Materials provided:

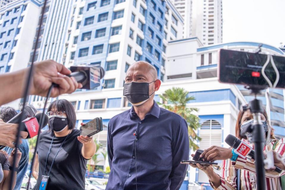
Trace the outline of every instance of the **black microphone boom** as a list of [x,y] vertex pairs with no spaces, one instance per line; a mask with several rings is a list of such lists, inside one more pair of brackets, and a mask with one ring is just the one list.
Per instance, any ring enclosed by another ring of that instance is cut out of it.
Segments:
[[[226,138],[226,139],[225,139],[225,142],[230,146],[235,149],[236,149],[237,147],[238,147],[240,144],[241,143],[242,143],[241,140],[234,136],[230,134],[228,135]],[[255,152],[255,151],[253,150],[251,150],[251,151],[249,152],[249,153],[248,155],[248,156],[253,159],[254,159]],[[276,166],[275,166],[275,167],[276,168],[275,169],[274,169],[275,171],[278,172],[279,173],[281,173],[281,172],[282,171],[282,169]]]

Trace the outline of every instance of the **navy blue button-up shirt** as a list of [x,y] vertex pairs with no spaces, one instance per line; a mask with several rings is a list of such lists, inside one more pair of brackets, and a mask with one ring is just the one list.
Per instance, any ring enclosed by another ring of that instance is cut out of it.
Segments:
[[189,158],[188,131],[185,120],[155,102],[141,121],[133,107],[111,119],[106,189],[179,189],[188,166],[180,164]]

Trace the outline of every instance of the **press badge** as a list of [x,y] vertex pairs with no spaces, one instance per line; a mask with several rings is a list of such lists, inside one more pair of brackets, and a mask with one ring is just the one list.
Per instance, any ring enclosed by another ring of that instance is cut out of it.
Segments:
[[49,176],[46,175],[42,176],[42,180],[40,185],[39,190],[45,190],[46,189],[48,183],[49,179]]

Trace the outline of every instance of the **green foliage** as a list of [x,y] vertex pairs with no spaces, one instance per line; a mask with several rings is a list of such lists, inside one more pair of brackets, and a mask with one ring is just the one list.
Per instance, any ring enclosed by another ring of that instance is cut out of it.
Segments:
[[191,100],[195,100],[193,96],[188,96],[188,92],[182,88],[173,87],[165,91],[159,96],[162,99],[163,104],[158,102],[165,109],[180,115],[184,118],[188,125],[188,136],[189,137],[189,146],[194,150],[198,149],[199,147],[194,143],[195,140],[200,140],[195,131],[200,127],[199,117],[193,112],[197,112],[198,110],[194,108],[188,108],[187,103]]

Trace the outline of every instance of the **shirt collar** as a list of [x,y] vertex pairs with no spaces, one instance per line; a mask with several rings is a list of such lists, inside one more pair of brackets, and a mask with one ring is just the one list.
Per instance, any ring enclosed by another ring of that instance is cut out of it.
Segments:
[[[160,108],[158,106],[158,105],[155,102],[155,101],[153,101],[153,106],[152,106],[152,108],[151,110],[146,115],[146,116],[148,115],[152,115],[156,118],[158,118],[159,117],[159,114],[160,114]],[[131,119],[133,116],[136,115],[137,114],[135,112],[135,110],[134,109],[133,106],[132,106],[130,111],[130,118]]]

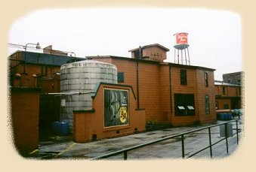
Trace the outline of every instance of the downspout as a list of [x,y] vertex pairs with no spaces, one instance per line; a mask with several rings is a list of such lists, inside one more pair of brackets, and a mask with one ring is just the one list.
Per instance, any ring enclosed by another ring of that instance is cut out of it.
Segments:
[[171,121],[171,114],[172,114],[172,98],[171,98],[171,64],[169,64],[169,96],[170,96],[170,110],[171,110],[171,116],[170,116],[170,121],[171,121],[171,125],[172,125],[172,121]]
[[140,109],[140,93],[139,93],[139,62],[136,62],[136,77],[137,77],[137,108]]
[[[140,46],[140,57],[141,59],[141,47]],[[139,92],[139,60],[136,59],[136,84],[137,84],[137,108],[140,109],[140,92]]]

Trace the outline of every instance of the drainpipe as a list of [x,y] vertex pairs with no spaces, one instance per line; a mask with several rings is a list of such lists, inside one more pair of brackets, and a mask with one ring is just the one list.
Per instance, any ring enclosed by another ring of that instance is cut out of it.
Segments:
[[136,82],[137,82],[137,108],[140,109],[140,92],[139,92],[139,62],[136,60]]
[[172,98],[171,98],[171,64],[169,64],[169,90],[170,90],[170,110],[171,110],[171,116],[170,116],[170,121],[171,121],[171,125],[172,125],[172,121],[171,121],[171,114],[172,114]]

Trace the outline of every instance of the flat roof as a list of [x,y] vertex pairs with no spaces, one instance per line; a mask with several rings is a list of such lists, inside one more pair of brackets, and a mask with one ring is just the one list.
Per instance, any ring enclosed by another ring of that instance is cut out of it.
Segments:
[[216,86],[241,86],[241,85],[239,85],[239,84],[229,83],[225,83],[224,81],[220,81],[220,80],[214,80],[214,85],[216,85]]
[[[143,49],[143,48],[152,47],[158,47],[164,50],[165,51],[169,51],[170,50],[169,49],[163,47],[162,45],[160,45],[159,44],[150,44],[150,45],[144,45],[144,46],[141,46],[140,48]],[[137,50],[139,49],[140,49],[140,47],[135,48],[135,49],[132,49],[131,50],[128,50],[128,52],[133,52],[133,51]]]
[[171,63],[171,62],[157,62],[157,61],[147,60],[147,59],[133,59],[130,57],[122,57],[122,56],[86,56],[86,58],[92,59],[114,59],[127,60],[127,61],[133,61],[133,62],[138,61],[139,62],[165,65],[170,65],[170,66],[177,67],[177,68],[197,68],[197,69],[202,69],[202,70],[206,70],[206,71],[215,71],[215,69],[208,68],[202,67],[202,66],[186,65],[180,65],[180,64],[176,64],[176,63]]

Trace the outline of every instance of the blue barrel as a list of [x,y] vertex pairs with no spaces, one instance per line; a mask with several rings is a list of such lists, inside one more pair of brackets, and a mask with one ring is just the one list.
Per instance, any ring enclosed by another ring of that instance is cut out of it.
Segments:
[[221,121],[224,120],[224,113],[219,113],[219,120],[221,120]]
[[60,122],[54,121],[52,123],[52,129],[54,134],[60,134]]
[[231,120],[232,119],[232,114],[230,113],[227,113],[227,120]]
[[60,122],[60,135],[67,135],[69,134],[69,124],[65,122]]

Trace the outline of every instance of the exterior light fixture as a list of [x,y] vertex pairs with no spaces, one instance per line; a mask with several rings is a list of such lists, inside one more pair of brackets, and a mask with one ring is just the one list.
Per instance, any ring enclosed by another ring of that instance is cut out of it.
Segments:
[[40,46],[39,42],[37,44],[28,43],[28,44],[26,44],[26,46],[25,46],[25,56],[24,56],[24,68],[23,68],[23,74],[26,74],[26,48],[27,48],[28,45],[35,45],[35,48],[37,50],[41,49],[41,46]]

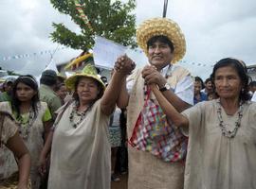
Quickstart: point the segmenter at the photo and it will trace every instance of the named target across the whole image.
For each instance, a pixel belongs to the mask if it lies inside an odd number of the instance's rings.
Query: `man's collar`
[[[164,77],[170,77],[171,76],[171,72],[172,72],[172,63],[170,63],[169,65],[165,66],[162,70],[161,70],[161,75]]]

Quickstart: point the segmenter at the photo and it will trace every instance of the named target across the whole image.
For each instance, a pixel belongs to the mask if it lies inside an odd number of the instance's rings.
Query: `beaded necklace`
[[[219,126],[221,128],[221,131],[222,131],[222,135],[226,136],[228,138],[233,138],[235,137],[238,128],[241,125],[241,119],[243,117],[243,110],[244,110],[244,106],[242,101],[239,102],[239,111],[237,112],[238,114],[238,118],[237,121],[235,122],[235,128],[233,130],[229,130],[226,127],[225,127],[225,123],[223,121],[222,115],[221,115],[221,103],[220,103],[220,99],[217,100],[217,104],[218,104],[218,108],[217,108],[217,114],[218,114],[218,119],[219,119]]]
[[[18,124],[18,130],[20,135],[24,140],[27,140],[29,136],[29,129],[35,121],[36,115],[33,110],[30,108],[28,112],[28,119],[25,120],[22,115],[16,117],[16,122]]]
[[[76,102],[75,105],[73,106],[73,109],[72,109],[72,112],[69,115],[69,121],[70,121],[70,124],[71,126],[76,129],[81,123],[82,121],[85,118],[86,116],[86,113],[90,111],[92,105],[90,105],[85,111],[83,111],[82,112],[78,112],[78,107],[79,107],[79,103]],[[79,116],[80,117],[80,120],[78,122],[75,122],[74,120],[74,115]]]

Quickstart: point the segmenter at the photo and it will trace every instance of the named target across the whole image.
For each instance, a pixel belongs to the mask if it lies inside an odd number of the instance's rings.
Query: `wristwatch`
[[[171,89],[171,86],[169,85],[169,83],[165,83],[165,85],[162,88],[159,88],[160,92],[165,92]]]

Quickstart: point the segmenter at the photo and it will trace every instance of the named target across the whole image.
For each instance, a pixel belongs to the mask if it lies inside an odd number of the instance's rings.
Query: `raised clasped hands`
[[[165,77],[154,65],[146,65],[141,74],[142,77],[145,79],[145,83],[149,86],[155,84],[157,85],[158,88],[162,88],[166,83]]]
[[[136,64],[127,55],[123,55],[118,58],[114,67],[117,72],[126,76],[131,74]]]

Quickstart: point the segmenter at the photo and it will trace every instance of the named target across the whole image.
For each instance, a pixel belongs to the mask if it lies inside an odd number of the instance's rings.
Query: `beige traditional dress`
[[[0,134],[1,134],[1,146],[0,146],[0,181],[1,180],[9,178],[15,170],[9,170],[9,166],[7,166],[7,163],[9,163],[9,159],[7,156],[7,153],[9,153],[9,155],[12,155],[11,152],[4,146],[7,144],[8,140],[14,136],[14,134],[17,132],[18,129],[13,124],[13,121],[11,121],[8,116],[5,116],[2,128],[0,128]]]
[[[69,118],[74,106],[73,102],[59,110],[56,120],[62,118],[53,135],[48,189],[110,189],[110,116],[101,112],[100,99],[74,128]]]
[[[189,118],[189,146],[185,189],[256,188],[256,103],[247,102],[234,138],[222,135],[216,100],[201,102],[183,112]],[[228,115],[221,107],[224,124],[230,130],[238,112]]]
[[[168,83],[175,89],[178,81],[190,74],[182,67],[176,67],[168,77]],[[127,134],[131,138],[137,117],[144,105],[144,79],[141,70],[137,70],[127,79],[133,80],[127,107]],[[128,84],[129,85],[129,84]],[[154,95],[151,99],[155,100]],[[184,182],[184,162],[164,162],[150,152],[137,150],[128,146],[129,189],[182,189]]]
[[[41,150],[43,148],[44,140],[43,140],[43,134],[44,134],[44,123],[43,123],[43,117],[46,113],[46,111],[47,110],[47,104],[45,102],[40,102],[40,108],[38,109],[38,115],[36,119],[34,120],[32,126],[29,128],[28,135],[27,137],[24,137],[21,133],[21,137],[23,138],[23,141],[27,147],[30,155],[31,155],[31,169],[30,169],[30,180],[31,180],[31,188],[32,189],[38,189],[40,187],[41,182],[41,176],[38,172],[38,165],[39,165],[39,156],[41,153]],[[11,111],[11,107],[9,102],[2,102],[0,104],[0,109],[3,111],[8,112],[9,114],[13,114]],[[13,155],[9,150],[9,152],[6,154],[6,160],[8,161],[8,166],[12,168],[13,166],[16,167],[15,170],[17,171],[17,163],[14,160]],[[9,170],[10,169],[9,168]],[[7,170],[8,172],[9,172]]]

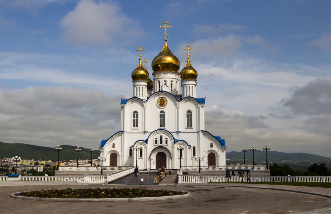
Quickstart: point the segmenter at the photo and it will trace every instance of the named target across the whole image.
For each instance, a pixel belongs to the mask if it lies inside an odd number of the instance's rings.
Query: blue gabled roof
[[[225,146],[225,141],[224,139],[221,139],[221,137],[219,136],[214,136],[210,133],[207,132],[207,131],[205,131],[204,130],[202,130],[202,132],[206,132],[208,134],[210,135],[212,137],[213,137],[215,138],[217,140],[217,141],[219,143],[219,144],[222,147],[226,147],[226,146]]]
[[[106,144],[106,142],[108,141],[108,140],[109,140],[110,139],[112,138],[115,135],[118,134],[118,133],[119,133],[120,132],[123,132],[123,131],[119,131],[117,132],[111,136],[109,138],[107,139],[107,140],[102,140],[101,141],[101,143],[100,144],[100,147],[103,147],[104,146],[105,146],[105,144]]]

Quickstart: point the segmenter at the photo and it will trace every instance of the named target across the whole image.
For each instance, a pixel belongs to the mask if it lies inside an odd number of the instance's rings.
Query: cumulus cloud
[[[64,29],[64,40],[77,45],[113,45],[116,40],[127,42],[144,34],[139,23],[111,1],[81,0],[60,25]]]
[[[117,131],[120,98],[69,86],[0,90],[0,141],[95,147]]]
[[[282,102],[296,114],[331,115],[331,81],[316,79],[297,87],[291,96]]]

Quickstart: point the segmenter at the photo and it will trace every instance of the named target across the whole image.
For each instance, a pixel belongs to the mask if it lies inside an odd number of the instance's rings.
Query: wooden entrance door
[[[110,166],[117,166],[117,154],[114,152],[111,154],[109,158],[109,162]]]
[[[162,168],[162,166],[166,167],[166,155],[162,151],[156,154],[155,167],[157,169]]]
[[[211,152],[208,154],[208,165],[216,165],[216,157],[215,154]]]

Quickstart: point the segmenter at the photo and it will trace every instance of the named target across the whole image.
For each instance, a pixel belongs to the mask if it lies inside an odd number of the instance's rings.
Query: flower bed
[[[100,188],[85,189],[68,188],[59,190],[52,188],[49,190],[18,193],[17,196],[45,198],[117,198],[157,197],[184,195],[187,193],[171,190],[145,190],[135,188],[101,189]]]

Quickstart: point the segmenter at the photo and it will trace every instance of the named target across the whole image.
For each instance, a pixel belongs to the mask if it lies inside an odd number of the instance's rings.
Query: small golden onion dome
[[[152,90],[153,89],[153,81],[150,78],[148,78],[147,80],[147,89]]]
[[[198,72],[190,63],[190,58],[187,58],[187,63],[180,71],[180,78],[182,79],[197,79]]]
[[[165,39],[165,45],[162,50],[152,61],[152,69],[154,72],[178,72],[180,67],[180,62],[169,49],[166,39]]]
[[[139,59],[139,64],[131,73],[133,80],[147,80],[149,77],[148,71],[141,64],[141,59]]]

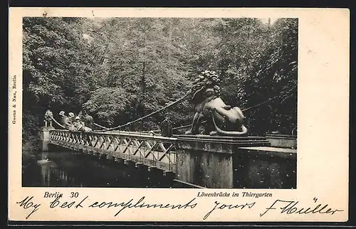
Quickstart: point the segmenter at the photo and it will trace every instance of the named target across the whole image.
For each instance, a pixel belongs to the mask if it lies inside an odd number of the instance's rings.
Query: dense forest
[[[251,133],[296,127],[298,19],[23,18],[23,135],[37,135],[50,109],[85,110],[108,127],[172,102],[197,75],[215,70],[226,104],[246,109]],[[188,101],[169,107],[189,124]],[[157,129],[163,113],[130,127]]]

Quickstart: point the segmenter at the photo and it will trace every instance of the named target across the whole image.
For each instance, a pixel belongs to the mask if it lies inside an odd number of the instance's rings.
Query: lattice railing
[[[172,170],[176,164],[176,138],[145,134],[85,133],[55,129],[51,131],[50,142]]]

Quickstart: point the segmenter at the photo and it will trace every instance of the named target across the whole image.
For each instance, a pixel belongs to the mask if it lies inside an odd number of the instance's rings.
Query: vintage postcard
[[[9,219],[348,220],[350,12],[9,9]]]

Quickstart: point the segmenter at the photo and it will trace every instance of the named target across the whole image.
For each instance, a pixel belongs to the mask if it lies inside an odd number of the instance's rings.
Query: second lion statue
[[[195,114],[192,127],[186,134],[199,134],[202,120],[204,130],[209,135],[241,135],[247,133],[244,124],[245,117],[240,108],[225,104],[219,96],[219,76],[214,71],[204,71],[194,81],[191,89],[191,102],[194,104]]]

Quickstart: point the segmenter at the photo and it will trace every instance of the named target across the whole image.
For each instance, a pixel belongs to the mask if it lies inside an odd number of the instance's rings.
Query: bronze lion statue
[[[240,108],[231,107],[219,97],[220,80],[214,71],[204,71],[189,91],[190,102],[194,105],[195,114],[192,127],[186,134],[199,134],[199,128],[205,120],[201,134],[241,135],[247,133],[244,125],[245,117]]]

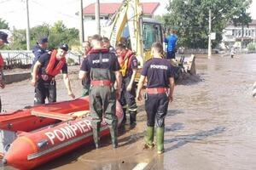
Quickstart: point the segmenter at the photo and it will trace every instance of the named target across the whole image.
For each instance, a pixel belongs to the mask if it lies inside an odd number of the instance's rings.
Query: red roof
[[[156,8],[160,6],[160,3],[142,3],[143,14],[153,14]],[[117,11],[121,3],[108,3],[100,4],[101,14],[113,14]],[[84,14],[95,14],[95,3],[91,3],[83,9]]]

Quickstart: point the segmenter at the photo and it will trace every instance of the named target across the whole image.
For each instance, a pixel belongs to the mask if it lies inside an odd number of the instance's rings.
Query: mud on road
[[[256,169],[255,54],[200,57],[196,69],[197,76],[176,86],[166,119],[163,155],[143,149],[146,115],[140,103],[137,125],[119,130],[118,149],[113,150],[107,138],[100,150],[84,146],[37,169]],[[72,87],[79,96],[77,76],[72,74]],[[61,82],[57,81],[59,101],[69,99]],[[3,109],[20,109],[32,105],[33,88],[28,81],[10,84],[1,97]]]

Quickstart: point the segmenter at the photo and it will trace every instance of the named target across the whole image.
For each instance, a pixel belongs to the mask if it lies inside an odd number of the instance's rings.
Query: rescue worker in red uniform
[[[137,70],[137,60],[134,53],[127,49],[124,44],[118,44],[116,54],[121,67],[122,92],[120,104],[123,106],[124,119],[126,122],[126,108],[130,115],[130,124],[136,124],[137,103],[136,103],[136,84],[134,82]]]
[[[154,147],[154,124],[156,124],[157,152],[164,152],[165,118],[168,104],[173,100],[174,73],[167,59],[162,59],[163,46],[160,42],[152,45],[154,58],[148,60],[141,72],[137,99],[142,100],[142,89],[147,78],[145,109],[147,112],[147,133],[145,147]]]
[[[61,44],[57,50],[54,50],[51,54],[44,54],[35,63],[32,80],[32,86],[36,88],[35,105],[45,104],[46,98],[48,98],[49,103],[56,101],[56,82],[55,76],[61,71],[63,74],[63,80],[68,95],[73,99],[75,98],[67,76],[67,65],[65,59],[67,50],[67,44]]]
[[[119,64],[114,54],[102,48],[102,38],[94,35],[91,38],[93,48],[83,61],[79,78],[90,77],[90,110],[92,120],[93,139],[96,148],[99,148],[100,128],[102,117],[108,125],[113,147],[118,147],[116,99],[120,94]],[[113,84],[116,82],[117,88]]]
[[[0,31],[0,49],[4,46],[5,43],[9,43],[7,41],[8,34],[6,34],[3,31]],[[3,76],[3,59],[0,53],[0,88],[4,88],[5,83],[4,83],[4,76]],[[2,111],[2,101],[0,98],[0,112]]]

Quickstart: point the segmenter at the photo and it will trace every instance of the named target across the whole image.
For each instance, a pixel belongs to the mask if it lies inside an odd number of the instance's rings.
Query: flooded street
[[[140,103],[137,126],[120,129],[117,150],[107,138],[100,150],[84,146],[37,169],[256,169],[256,99],[252,97],[255,54],[199,57],[195,61],[197,76],[176,86],[166,119],[163,155],[143,150],[146,115]],[[73,74],[71,79],[79,97],[77,76]],[[61,82],[58,80],[59,101],[69,99]],[[1,90],[4,110],[32,105],[33,88],[28,83],[23,81]]]

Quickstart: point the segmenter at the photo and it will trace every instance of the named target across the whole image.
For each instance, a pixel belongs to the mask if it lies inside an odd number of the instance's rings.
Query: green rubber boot
[[[154,127],[147,127],[144,141],[145,141],[145,149],[148,149],[148,148],[152,149],[154,146],[154,144],[153,144]]]
[[[158,154],[162,154],[164,152],[164,133],[165,128],[156,128],[156,144]]]
[[[109,131],[111,134],[111,140],[112,140],[112,145],[113,148],[118,147],[118,129],[117,129],[117,123],[114,123],[114,125],[109,127]]]

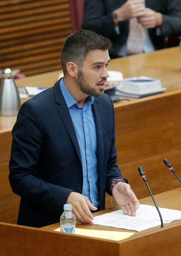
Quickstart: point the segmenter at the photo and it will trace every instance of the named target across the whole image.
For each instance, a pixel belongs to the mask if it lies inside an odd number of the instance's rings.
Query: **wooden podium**
[[[181,210],[181,188],[154,196],[159,207]],[[141,203],[153,205],[150,197]],[[94,213],[99,215],[114,209]],[[169,256],[181,255],[181,220],[136,232],[121,241],[54,231],[59,223],[41,228],[0,223],[0,256]],[[125,231],[97,225],[79,224],[90,229]]]

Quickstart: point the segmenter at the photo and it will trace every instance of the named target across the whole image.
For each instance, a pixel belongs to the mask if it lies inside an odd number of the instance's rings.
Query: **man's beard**
[[[106,81],[107,81],[106,78],[102,78],[97,82],[97,84],[101,82]],[[87,82],[82,70],[80,68],[79,70],[77,78],[77,79],[76,79],[76,81],[79,87],[82,92],[89,96],[100,97],[104,94],[103,89],[100,91],[96,91],[95,88],[92,88],[90,86],[89,84]]]

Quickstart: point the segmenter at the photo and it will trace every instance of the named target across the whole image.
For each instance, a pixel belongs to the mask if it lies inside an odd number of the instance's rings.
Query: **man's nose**
[[[108,72],[107,68],[105,68],[104,72],[102,72],[101,78],[108,78],[109,77],[109,73]]]

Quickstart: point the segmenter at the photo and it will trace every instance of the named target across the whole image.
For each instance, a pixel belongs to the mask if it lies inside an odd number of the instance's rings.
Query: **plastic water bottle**
[[[60,217],[60,231],[65,233],[75,233],[76,220],[72,212],[71,204],[66,204],[63,206],[64,211]]]

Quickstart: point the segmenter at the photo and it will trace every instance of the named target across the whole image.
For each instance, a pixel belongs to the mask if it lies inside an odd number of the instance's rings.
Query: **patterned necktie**
[[[134,1],[128,0],[131,0]],[[137,18],[129,20],[129,35],[126,43],[127,55],[141,53],[143,52],[143,27],[138,23]]]

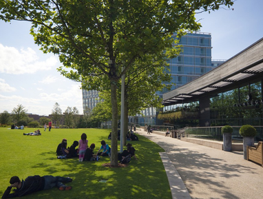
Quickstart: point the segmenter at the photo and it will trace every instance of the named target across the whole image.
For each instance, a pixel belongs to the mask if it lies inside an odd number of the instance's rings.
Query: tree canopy
[[[147,63],[156,54],[174,56],[171,34],[198,30],[196,10],[215,10],[233,1],[3,0],[0,19],[31,22],[35,43],[45,53],[59,55],[63,65],[60,72],[66,77],[98,90],[103,82],[110,82],[111,164],[116,165],[118,81],[136,61]]]

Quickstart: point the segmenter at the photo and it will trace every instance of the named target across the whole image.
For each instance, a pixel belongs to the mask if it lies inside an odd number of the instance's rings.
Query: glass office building
[[[176,35],[174,34],[173,36]],[[182,46],[182,52],[176,58],[168,61],[169,72],[171,75],[171,90],[176,89],[200,76],[216,67],[224,61],[215,61],[212,63],[211,35],[210,33],[188,33],[183,36],[178,44]],[[162,97],[162,94],[169,92],[164,89],[158,94]],[[167,107],[166,107],[167,108]],[[140,115],[129,116],[129,122],[140,125],[156,124],[156,108],[148,108]]]
[[[96,90],[82,90],[82,98],[84,114],[89,114],[101,101],[98,92]]]

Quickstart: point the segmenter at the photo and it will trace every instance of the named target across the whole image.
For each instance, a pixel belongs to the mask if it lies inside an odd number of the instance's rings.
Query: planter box
[[[248,160],[251,160],[263,167],[263,142],[259,142],[257,146],[246,146],[246,157]]]

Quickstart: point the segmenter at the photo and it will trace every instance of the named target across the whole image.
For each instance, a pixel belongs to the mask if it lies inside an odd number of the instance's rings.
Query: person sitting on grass
[[[87,148],[85,152],[84,159],[85,161],[93,161],[96,160],[96,155],[94,155],[93,150],[95,149],[95,144],[92,143],[90,147]]]
[[[34,132],[28,133],[28,134],[23,134],[24,136],[41,136],[41,133],[39,129],[34,131]]]
[[[73,142],[72,145],[70,147],[69,153],[67,155],[67,158],[76,158],[78,157],[78,149],[76,147],[78,146],[78,142],[75,140]]]
[[[65,159],[67,156],[70,153],[70,151],[67,149],[67,143],[62,143],[62,153],[63,154],[58,156],[58,159]]]
[[[72,187],[66,186],[62,183],[69,182],[72,182],[72,179],[60,176],[28,176],[22,181],[19,177],[12,176],[10,180],[10,185],[3,193],[2,198],[21,197],[39,191],[50,189],[54,187],[58,187],[61,191],[70,190]],[[17,189],[14,189],[14,193],[10,193],[12,187]]]
[[[101,142],[101,147],[100,149],[98,150],[97,153],[97,156],[109,156],[109,147],[108,145],[106,144],[105,141],[102,140]],[[101,150],[103,149],[102,152],[100,152]]]
[[[132,155],[132,157],[134,157],[135,160],[138,160],[136,156],[135,156],[135,151],[136,149],[134,149],[134,147],[132,146],[131,143],[127,144],[127,148],[129,147],[129,154]]]
[[[62,156],[63,155],[63,152],[62,152],[62,143],[67,143],[67,139],[66,138],[63,138],[62,139],[62,142],[61,143],[59,143],[58,147],[56,147],[56,156]]]

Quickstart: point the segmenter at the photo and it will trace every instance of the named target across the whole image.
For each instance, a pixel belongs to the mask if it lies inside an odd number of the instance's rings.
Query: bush
[[[251,125],[243,125],[240,129],[240,134],[242,136],[254,137],[257,134],[257,130]]]
[[[39,126],[40,126],[39,123],[37,121],[32,121],[28,124],[28,127],[32,127],[32,128],[39,127]]]
[[[222,127],[221,132],[223,134],[224,133],[232,134],[233,133],[233,128],[229,125],[225,125],[224,127]]]

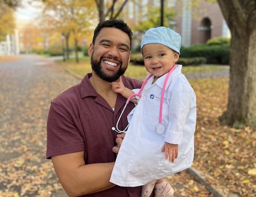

What you are asked to do: Tally the lines in the entries above that contain the word "roof" and give only the number.

Task output: 3